----- RECORD SET -----
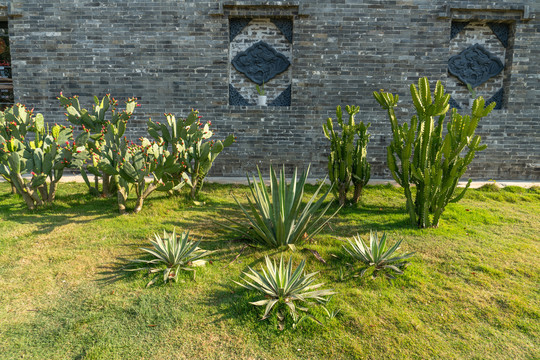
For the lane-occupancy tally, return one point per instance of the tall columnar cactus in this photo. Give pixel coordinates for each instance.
(419, 154)
(347, 161)
(187, 139)
(95, 123)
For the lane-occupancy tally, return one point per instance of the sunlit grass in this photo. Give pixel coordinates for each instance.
-----
◆ TASK ◆
Leave the pictures out and transcribe the remaining material exactly.

◆ SOLUTION TO THIS PROBLEM ◆
For the lane-occupancy tally, return one point per instance of the tall columnar cactus in this photo. Give pixel coordinates for each instance.
(419, 154)
(347, 161)
(187, 139)
(95, 123)
For the lane-occupancy tally, return one point per instance of the sunlit grass in this photo. Give pixel coordinates for each instance.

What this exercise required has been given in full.